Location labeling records
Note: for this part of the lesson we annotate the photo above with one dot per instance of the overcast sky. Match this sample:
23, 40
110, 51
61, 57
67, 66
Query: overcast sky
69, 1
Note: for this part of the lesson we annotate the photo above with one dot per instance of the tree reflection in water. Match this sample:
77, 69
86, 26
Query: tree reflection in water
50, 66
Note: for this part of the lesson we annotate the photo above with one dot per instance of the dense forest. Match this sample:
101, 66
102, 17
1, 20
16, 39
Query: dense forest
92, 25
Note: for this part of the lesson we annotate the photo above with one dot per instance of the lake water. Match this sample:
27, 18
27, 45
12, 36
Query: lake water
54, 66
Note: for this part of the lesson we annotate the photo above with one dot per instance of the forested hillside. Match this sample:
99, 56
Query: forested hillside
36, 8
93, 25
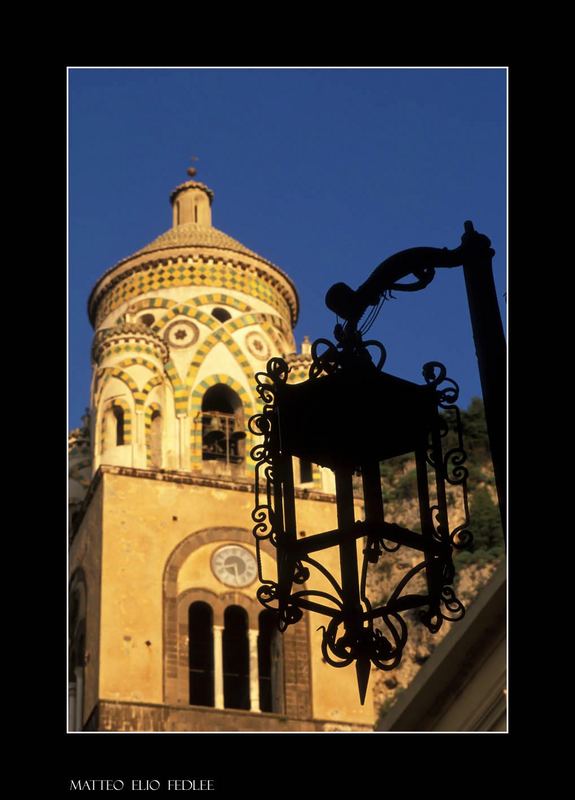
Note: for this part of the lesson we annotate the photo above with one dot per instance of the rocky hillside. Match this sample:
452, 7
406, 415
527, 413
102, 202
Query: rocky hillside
474, 568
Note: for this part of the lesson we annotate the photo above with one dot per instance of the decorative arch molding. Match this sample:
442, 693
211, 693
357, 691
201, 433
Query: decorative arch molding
196, 407
218, 603
157, 380
194, 541
185, 310
105, 375
188, 307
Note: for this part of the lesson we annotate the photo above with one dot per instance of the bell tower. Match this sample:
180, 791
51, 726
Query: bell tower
166, 629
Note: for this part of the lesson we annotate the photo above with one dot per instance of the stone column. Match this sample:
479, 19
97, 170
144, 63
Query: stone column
218, 667
79, 704
72, 706
254, 672
183, 422
139, 440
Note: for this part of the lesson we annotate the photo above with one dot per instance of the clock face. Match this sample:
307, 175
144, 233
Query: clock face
234, 565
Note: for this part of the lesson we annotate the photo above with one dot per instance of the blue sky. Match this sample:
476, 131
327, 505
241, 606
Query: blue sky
325, 172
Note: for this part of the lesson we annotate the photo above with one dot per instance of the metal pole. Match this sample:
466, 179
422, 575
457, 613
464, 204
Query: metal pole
491, 352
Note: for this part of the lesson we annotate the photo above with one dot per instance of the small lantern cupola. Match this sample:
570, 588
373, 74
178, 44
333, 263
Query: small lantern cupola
192, 202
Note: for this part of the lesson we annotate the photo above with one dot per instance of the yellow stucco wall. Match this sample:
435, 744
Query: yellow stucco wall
85, 554
139, 535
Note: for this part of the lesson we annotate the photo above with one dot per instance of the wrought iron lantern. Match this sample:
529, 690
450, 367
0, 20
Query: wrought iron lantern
389, 417
310, 420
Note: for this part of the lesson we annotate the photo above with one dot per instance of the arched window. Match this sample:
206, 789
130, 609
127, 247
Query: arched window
223, 434
119, 418
114, 427
156, 439
270, 662
305, 471
236, 658
201, 654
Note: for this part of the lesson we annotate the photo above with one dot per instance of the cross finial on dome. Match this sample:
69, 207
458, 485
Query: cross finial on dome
192, 171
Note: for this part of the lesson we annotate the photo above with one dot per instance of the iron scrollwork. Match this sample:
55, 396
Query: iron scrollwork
356, 631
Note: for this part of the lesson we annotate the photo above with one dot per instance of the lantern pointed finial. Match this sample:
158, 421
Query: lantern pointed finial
362, 670
192, 171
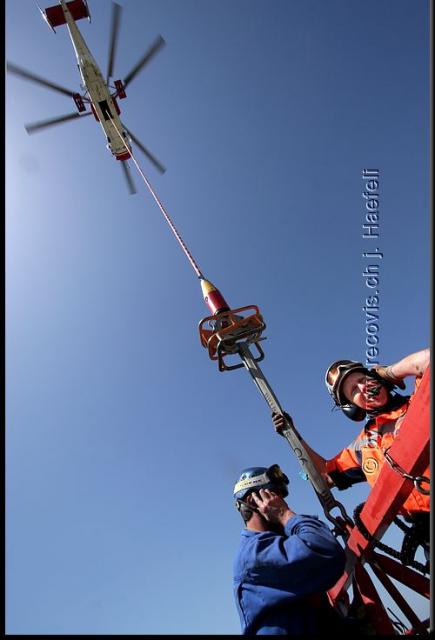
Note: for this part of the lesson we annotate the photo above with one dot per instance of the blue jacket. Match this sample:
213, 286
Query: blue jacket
274, 573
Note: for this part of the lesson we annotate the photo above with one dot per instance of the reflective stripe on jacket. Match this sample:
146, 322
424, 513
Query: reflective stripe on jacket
364, 457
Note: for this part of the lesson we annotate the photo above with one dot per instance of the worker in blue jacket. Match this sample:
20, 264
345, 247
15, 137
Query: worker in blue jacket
285, 563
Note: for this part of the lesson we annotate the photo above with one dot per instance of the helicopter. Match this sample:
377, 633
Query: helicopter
99, 98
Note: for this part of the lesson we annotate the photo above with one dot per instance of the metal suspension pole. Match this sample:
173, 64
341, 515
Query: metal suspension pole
319, 484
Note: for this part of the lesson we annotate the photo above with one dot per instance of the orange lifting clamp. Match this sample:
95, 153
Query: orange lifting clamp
227, 330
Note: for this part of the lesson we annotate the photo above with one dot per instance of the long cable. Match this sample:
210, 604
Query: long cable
163, 210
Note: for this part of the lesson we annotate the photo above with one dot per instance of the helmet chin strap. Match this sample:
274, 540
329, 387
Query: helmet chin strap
394, 402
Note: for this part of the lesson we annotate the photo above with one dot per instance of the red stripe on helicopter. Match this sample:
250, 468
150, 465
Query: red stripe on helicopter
55, 15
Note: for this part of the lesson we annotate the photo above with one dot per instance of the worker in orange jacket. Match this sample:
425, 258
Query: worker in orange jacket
361, 393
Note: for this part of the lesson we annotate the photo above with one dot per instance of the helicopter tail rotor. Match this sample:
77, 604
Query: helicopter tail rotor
114, 30
128, 178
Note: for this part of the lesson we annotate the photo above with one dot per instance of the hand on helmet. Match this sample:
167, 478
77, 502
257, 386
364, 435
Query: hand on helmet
272, 507
385, 373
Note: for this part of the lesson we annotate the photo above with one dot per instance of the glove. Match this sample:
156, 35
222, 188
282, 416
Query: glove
385, 373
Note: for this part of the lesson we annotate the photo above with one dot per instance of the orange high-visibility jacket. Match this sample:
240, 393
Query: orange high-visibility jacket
364, 457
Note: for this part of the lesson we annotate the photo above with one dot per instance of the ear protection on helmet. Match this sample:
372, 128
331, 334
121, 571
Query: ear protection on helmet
342, 369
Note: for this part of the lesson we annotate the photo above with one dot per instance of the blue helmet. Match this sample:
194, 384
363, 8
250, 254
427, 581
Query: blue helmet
255, 478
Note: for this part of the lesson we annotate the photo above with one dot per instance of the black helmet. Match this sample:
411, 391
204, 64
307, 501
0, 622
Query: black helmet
335, 376
255, 478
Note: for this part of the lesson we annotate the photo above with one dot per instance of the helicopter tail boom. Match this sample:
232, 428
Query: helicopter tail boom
55, 16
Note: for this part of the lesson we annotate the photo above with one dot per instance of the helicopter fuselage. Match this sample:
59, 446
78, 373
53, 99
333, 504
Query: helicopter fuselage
104, 106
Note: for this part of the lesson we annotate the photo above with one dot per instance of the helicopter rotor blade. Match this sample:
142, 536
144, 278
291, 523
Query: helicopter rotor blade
28, 75
144, 150
33, 127
158, 43
116, 20
128, 177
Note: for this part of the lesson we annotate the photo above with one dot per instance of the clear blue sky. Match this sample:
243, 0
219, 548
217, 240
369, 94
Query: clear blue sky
123, 439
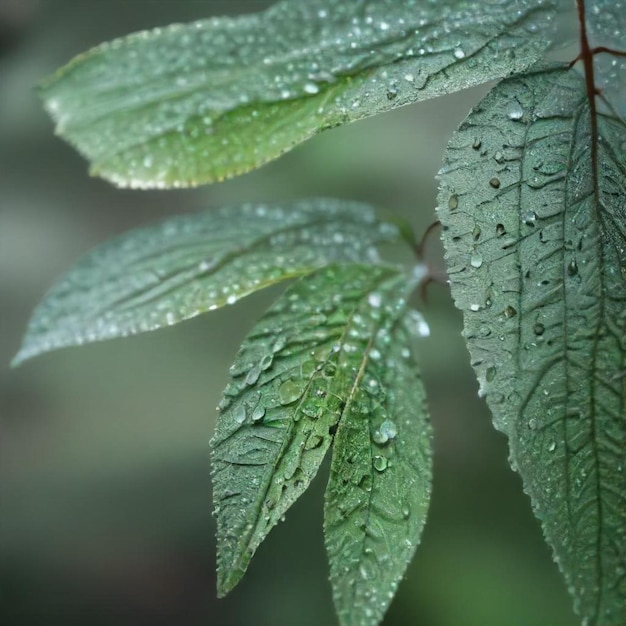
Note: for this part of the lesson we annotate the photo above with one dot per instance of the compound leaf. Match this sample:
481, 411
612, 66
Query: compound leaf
532, 203
187, 265
294, 380
380, 477
195, 103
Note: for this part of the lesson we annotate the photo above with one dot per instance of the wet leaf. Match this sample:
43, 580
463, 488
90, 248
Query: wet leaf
195, 103
161, 275
532, 203
294, 380
606, 23
380, 477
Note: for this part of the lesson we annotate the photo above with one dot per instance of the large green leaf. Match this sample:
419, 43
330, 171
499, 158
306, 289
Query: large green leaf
190, 104
534, 212
606, 23
160, 275
295, 378
380, 477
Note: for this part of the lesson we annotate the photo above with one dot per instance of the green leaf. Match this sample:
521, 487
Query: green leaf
380, 477
606, 23
161, 275
295, 378
532, 203
195, 103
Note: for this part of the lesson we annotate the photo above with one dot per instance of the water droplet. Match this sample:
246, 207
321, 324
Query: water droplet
374, 299
379, 438
392, 92
258, 414
510, 312
314, 441
266, 361
514, 110
288, 392
279, 344
239, 414
419, 326
380, 463
388, 429
311, 88
476, 260
530, 218
253, 376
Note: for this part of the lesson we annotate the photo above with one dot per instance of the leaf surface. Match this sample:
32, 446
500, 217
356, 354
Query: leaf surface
195, 103
293, 381
532, 203
606, 23
380, 477
161, 275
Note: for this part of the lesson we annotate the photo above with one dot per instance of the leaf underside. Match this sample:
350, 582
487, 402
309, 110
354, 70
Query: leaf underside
380, 479
195, 103
313, 365
161, 275
535, 235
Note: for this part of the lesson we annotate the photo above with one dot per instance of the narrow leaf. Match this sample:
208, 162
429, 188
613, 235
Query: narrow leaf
293, 379
164, 274
195, 103
532, 203
379, 487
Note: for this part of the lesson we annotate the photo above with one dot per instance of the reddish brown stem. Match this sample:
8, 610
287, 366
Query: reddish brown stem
586, 56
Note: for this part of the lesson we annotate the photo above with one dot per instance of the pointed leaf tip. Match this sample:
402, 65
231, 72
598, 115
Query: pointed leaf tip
195, 103
294, 378
161, 275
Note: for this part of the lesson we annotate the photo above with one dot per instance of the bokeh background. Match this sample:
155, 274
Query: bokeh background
105, 490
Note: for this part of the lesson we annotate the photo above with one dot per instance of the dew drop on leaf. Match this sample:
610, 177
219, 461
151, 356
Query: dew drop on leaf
288, 392
258, 414
380, 463
510, 312
388, 429
514, 110
239, 414
476, 260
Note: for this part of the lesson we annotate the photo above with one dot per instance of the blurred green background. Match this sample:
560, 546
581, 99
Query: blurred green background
105, 487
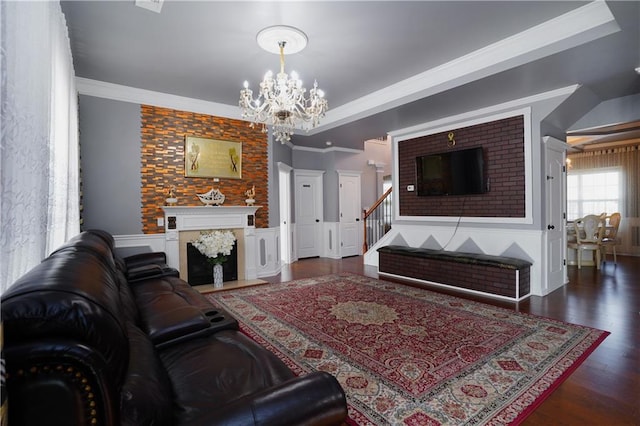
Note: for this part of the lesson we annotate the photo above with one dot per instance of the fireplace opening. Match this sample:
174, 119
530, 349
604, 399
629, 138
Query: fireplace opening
199, 271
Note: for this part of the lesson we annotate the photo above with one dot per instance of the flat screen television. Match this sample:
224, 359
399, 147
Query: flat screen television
451, 173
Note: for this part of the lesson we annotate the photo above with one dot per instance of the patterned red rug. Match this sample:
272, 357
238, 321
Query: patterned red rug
406, 355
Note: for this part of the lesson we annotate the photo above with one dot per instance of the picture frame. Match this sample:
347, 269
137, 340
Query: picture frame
204, 157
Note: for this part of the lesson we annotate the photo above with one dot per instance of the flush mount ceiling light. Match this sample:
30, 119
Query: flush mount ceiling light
281, 102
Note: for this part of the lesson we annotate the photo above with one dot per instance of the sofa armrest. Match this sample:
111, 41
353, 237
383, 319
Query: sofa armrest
59, 381
141, 259
316, 398
152, 270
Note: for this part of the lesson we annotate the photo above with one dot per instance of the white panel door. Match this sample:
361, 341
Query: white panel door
309, 214
555, 215
350, 224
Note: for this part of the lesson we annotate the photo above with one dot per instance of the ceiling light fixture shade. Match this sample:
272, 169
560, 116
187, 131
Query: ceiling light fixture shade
281, 102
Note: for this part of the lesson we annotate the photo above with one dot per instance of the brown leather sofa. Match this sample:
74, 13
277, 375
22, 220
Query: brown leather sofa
84, 345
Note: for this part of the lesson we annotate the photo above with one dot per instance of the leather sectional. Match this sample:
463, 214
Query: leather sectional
90, 338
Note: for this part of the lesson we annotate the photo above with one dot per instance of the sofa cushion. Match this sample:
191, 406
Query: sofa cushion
209, 372
71, 295
146, 397
171, 311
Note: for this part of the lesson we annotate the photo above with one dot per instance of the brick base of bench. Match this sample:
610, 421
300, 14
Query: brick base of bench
492, 275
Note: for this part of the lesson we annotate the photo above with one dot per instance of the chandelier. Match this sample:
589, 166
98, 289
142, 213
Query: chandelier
281, 102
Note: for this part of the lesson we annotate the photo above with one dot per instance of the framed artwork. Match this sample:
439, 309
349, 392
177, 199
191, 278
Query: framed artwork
212, 158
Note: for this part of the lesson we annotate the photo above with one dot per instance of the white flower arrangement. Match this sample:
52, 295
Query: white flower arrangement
216, 245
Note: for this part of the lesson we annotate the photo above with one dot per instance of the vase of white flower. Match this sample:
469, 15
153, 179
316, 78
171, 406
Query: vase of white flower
216, 245
218, 275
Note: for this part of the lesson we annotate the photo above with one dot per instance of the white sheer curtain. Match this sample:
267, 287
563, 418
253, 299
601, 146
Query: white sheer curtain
39, 200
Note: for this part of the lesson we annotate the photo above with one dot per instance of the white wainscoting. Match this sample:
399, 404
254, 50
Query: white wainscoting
521, 244
331, 240
267, 251
141, 242
267, 248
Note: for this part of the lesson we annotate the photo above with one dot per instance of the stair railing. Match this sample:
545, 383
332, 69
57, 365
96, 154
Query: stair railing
377, 220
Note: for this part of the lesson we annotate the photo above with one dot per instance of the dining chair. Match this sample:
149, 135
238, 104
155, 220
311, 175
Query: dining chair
610, 237
589, 233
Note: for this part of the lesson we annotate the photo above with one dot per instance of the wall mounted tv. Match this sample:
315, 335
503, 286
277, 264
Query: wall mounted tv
451, 173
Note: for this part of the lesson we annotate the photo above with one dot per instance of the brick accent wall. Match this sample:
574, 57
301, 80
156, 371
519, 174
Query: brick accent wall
482, 278
163, 134
503, 144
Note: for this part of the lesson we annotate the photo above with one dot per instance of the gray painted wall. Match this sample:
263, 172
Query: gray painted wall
619, 110
110, 161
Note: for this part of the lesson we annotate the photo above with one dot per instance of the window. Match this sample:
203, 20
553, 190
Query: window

▶ [To do]
Word for word, quote the lines from the line containing "of the chandelier." through the end of the material, both included, and nothing else.

▶ [Answer for this exercise]
Note: for this part of the lesson we annotate the photo above with one dot per instance of the chandelier. Match this sample:
589, 166
98, 289
142, 213
Query: chandelier
281, 102
Note: for this part of the lesson we annotate the photo above with one dot per instance of the framed artwork. Match this sample:
439, 309
349, 392
177, 199
191, 278
Query: framed artwork
212, 158
Note: for this part of the lesson we annotate the photo above with one dot per instance of the white flower arrangement. Match this sample:
52, 295
Query: white flower arrangement
216, 245
Note: for this part of the lesson we annotate the photo above with one dot per instance of the vase of white flower. Match this sample:
469, 15
153, 179
316, 78
171, 406
Query: vase of white flower
216, 245
218, 275
Note: for this part of the lesson we annotate the photo above with one dot per instance of the white sheer curtain. Match this sample:
267, 287
563, 418
253, 299
601, 146
Query: white sheer curtain
39, 200
Note: for this part of the lesson we annotate the photo above with one dot per instance of the white wainscoting. Match this sample:
399, 404
254, 50
Query: white wainscoting
521, 244
331, 240
267, 251
141, 242
267, 248
Note: for this part of the lesson we annotate the photo above with one dot per instance of the stair railing. Match this sample:
545, 383
332, 69
57, 365
96, 154
Query: stair railing
377, 220
Note: for this part of the lesson we annotate the photo above with one dot per instance of the dining chair. Match this sample:
149, 135
238, 104
155, 220
311, 175
Query: dining chair
610, 237
589, 233
Note: for this part of the lesson we annotate the photo above with one dot per instance of the wall mounted tv. Match this sample:
315, 335
503, 286
277, 264
Query: wall mounted tv
451, 173
Note: for this part of the lesson we annotate the photo above with one dot per instance of the brick accent wall. Match this sample:
574, 57
301, 80
156, 371
519, 174
Query: brick accent wall
482, 278
163, 134
503, 144
Note: for this part of the lesson we annotate the photo above with one dot per instance of the gray painted wall. Match this sample:
263, 172
Query: gray painted wall
619, 110
110, 161
Note: for this part of the lesson we annotate the photo above with one dot per instance of the window. Match this sample:
203, 20
553, 190
Query: window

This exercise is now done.